- [TEXT]
------------------------------------------------

Written by David Mytton
Automatic failover is a great way to maximise uptime but it suffers from the possibility of flapping. This is where a failover mechanism is triggered multiple times because sensitivity is too high, or the error condition continually appears and disappears.
For example, in MongoDB a heartbeat is used to determine which nodes within a replica set are alive:
All nodes monitor all other nodes in the set via heartbeats. If the current primary cannot see half of the nodes in the set (including itself), it will fall back to secondary mode. This monitoring is a way to check for network partitions. Otherwise in a network partition, a server might think it is still primary when it is not.
Heartbeats requests are sent out every couple of seconds and can either receive a response, get an error, or time out (after ~20 seconds).
However, there is a condition where a single socket exception can cause a failover to another primary. This isn’t usually a problem because the new primary will just keep that state and there won’t be another failover. However, if you have a priority configured, the original node will resume the primary state after a short delay. If there is a minor networking issue over a period of time this can cause flapping between primary nodes.
For our server monitoring service, Server Density, We have found MongoDB replica sets to be extremely good at handling failover, with almost zero visible impact for users and very fast detection of error conditions. Interesting ways to improve this or to implement as part of your own failover mechanism could include:
- Issue a second check after a period of time (e.g. wait a few seconds then retry) to confirm the error state before triggering the failover.
- Limit the total number of failovers before an alert is triggered for a human to investigate.
- Decrease the sensitivity for every failover within a certain period of time. Possibly a good candidiate for exponential backoff.
For each of these, there is a balance to maintain between ensuring the least amount of downtime by failing over quickly and avoiding unnecessary failovers (which themselves can cause increased load/timeouts/other visible effects for users).

------------------------------------------------

- [STORED DATA]
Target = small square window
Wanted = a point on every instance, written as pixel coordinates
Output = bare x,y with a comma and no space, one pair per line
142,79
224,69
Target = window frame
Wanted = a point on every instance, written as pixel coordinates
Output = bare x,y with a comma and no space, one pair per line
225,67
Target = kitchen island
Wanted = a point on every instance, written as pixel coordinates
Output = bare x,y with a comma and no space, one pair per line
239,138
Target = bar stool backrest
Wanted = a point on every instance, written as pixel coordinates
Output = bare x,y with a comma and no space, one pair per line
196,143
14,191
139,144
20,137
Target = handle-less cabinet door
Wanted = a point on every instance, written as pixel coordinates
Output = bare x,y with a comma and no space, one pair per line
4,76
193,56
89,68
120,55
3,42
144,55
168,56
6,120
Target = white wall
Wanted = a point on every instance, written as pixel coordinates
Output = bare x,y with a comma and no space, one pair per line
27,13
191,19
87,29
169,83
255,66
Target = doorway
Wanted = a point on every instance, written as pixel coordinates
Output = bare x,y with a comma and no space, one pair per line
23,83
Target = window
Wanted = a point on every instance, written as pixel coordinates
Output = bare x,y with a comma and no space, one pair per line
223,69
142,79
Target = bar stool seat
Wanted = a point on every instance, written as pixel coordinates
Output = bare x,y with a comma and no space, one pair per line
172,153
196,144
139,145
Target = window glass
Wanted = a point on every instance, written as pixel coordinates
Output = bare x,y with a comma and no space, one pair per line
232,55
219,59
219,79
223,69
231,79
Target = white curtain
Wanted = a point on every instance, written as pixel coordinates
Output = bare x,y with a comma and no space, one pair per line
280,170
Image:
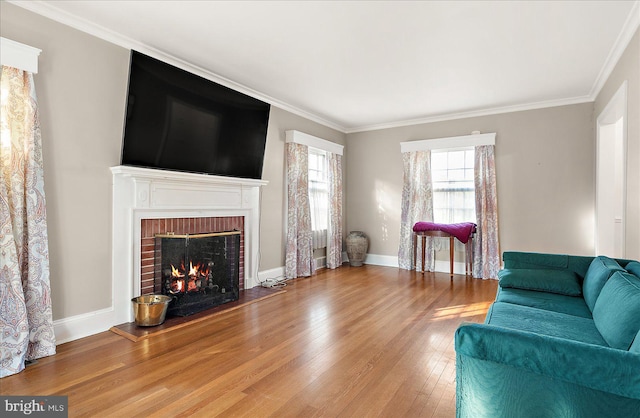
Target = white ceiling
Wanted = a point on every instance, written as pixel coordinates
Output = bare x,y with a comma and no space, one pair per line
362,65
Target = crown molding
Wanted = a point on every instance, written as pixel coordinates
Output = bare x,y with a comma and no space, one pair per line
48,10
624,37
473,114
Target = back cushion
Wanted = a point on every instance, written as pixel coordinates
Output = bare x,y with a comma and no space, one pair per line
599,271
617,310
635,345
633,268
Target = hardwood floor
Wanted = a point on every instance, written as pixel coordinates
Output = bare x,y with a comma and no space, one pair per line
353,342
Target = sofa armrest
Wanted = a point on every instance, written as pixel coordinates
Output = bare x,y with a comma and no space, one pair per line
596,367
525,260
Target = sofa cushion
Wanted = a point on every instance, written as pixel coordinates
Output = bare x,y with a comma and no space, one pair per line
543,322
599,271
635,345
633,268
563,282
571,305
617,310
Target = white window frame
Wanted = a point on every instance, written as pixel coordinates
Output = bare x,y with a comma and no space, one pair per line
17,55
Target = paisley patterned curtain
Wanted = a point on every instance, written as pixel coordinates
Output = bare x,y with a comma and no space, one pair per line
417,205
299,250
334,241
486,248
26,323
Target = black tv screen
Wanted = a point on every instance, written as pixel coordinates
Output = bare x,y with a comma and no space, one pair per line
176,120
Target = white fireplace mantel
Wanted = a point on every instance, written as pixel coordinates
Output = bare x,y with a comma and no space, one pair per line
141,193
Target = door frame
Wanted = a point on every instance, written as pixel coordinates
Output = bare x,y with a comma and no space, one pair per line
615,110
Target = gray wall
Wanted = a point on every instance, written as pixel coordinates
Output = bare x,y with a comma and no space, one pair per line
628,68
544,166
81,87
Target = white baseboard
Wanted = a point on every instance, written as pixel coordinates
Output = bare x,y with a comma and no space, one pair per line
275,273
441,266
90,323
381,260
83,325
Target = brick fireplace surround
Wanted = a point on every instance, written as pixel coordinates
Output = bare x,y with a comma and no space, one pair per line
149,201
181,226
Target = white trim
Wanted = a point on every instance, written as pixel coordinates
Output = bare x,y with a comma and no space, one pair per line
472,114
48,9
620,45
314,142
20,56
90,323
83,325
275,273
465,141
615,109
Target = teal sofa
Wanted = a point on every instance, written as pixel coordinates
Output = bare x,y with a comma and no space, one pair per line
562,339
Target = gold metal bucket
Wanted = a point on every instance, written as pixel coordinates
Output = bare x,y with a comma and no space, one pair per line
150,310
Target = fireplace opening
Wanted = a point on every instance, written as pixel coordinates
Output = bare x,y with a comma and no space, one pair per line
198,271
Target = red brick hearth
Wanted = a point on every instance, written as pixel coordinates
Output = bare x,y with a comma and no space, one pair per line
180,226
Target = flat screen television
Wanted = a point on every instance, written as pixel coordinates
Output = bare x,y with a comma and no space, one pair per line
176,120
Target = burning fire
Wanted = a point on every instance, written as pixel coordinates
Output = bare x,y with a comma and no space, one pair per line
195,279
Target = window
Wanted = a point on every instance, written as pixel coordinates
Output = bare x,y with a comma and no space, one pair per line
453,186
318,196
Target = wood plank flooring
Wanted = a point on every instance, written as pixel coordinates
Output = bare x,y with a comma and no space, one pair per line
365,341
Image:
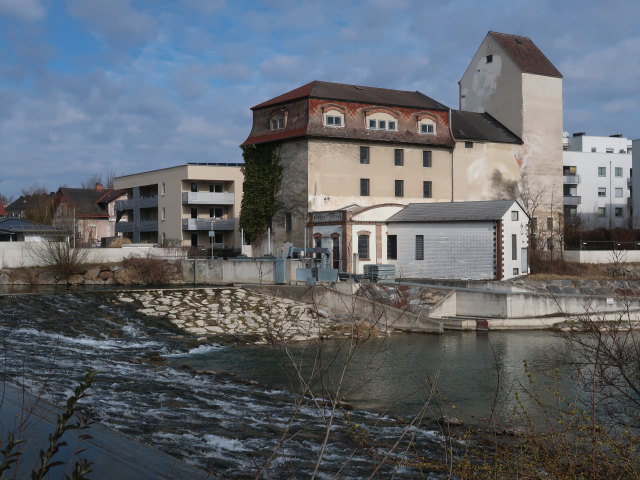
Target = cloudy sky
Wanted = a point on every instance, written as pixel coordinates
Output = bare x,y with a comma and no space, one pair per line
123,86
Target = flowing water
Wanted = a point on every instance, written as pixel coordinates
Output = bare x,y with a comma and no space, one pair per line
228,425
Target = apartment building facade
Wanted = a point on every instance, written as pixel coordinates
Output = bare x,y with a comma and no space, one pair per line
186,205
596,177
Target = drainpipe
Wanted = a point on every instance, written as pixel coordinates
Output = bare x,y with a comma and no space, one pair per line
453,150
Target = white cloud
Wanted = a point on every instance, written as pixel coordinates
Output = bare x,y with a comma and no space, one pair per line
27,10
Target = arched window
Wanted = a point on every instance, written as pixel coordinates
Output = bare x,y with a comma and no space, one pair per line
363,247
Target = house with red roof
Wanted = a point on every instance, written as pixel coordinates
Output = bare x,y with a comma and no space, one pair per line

------------------------------------------------

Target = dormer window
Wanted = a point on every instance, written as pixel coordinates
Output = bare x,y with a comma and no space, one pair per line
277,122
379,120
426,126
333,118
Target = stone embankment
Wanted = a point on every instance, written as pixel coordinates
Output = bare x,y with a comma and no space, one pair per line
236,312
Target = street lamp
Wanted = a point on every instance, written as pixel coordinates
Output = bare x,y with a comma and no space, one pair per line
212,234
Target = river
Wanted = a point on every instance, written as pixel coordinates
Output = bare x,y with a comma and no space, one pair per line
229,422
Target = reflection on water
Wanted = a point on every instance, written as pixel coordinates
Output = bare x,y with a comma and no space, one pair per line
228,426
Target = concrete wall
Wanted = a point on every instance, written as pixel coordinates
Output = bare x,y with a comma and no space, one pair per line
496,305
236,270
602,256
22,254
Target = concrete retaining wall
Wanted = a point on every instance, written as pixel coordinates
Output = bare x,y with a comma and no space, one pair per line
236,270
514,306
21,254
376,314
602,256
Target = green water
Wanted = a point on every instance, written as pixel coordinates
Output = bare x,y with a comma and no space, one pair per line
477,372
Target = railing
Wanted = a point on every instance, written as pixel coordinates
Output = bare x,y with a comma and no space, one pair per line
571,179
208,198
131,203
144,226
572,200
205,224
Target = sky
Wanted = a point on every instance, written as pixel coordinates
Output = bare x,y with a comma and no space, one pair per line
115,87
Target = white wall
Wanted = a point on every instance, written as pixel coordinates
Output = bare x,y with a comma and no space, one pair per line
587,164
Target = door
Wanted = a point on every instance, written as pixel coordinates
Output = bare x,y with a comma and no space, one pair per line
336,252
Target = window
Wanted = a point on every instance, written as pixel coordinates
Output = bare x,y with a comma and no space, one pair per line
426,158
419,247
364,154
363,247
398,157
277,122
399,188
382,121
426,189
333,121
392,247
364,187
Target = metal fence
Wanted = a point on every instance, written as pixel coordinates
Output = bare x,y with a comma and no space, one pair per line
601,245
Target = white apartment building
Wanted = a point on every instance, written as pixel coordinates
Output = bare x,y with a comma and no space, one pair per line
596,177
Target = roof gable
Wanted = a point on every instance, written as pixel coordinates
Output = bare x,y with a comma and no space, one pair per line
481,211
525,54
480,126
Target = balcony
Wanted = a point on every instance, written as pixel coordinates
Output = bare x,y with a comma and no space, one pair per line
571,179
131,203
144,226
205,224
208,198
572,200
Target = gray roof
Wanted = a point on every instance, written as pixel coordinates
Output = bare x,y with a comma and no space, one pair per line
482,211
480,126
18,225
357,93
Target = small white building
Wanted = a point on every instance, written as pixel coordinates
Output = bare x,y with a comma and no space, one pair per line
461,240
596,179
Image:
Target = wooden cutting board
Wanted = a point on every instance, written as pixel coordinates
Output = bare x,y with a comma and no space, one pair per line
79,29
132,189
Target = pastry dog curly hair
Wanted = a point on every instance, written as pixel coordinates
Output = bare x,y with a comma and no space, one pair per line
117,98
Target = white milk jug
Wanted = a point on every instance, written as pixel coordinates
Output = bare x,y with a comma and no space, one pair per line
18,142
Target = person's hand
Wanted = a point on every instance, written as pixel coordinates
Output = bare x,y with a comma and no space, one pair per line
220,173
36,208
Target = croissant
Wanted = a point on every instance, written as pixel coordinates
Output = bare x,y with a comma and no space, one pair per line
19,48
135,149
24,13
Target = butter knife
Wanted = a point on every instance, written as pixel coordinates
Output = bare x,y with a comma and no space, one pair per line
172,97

------------------------------------------------

- [PROBLEMS]
[1] According to the text on automatic failover, after about how long does a heartbeat request time out?
[2] Give only the number of lines in the entries that contain the string "brick". Case counts.

- [ANSWERS IN ORDER]
[1] After about 20 seconds.

[2] 2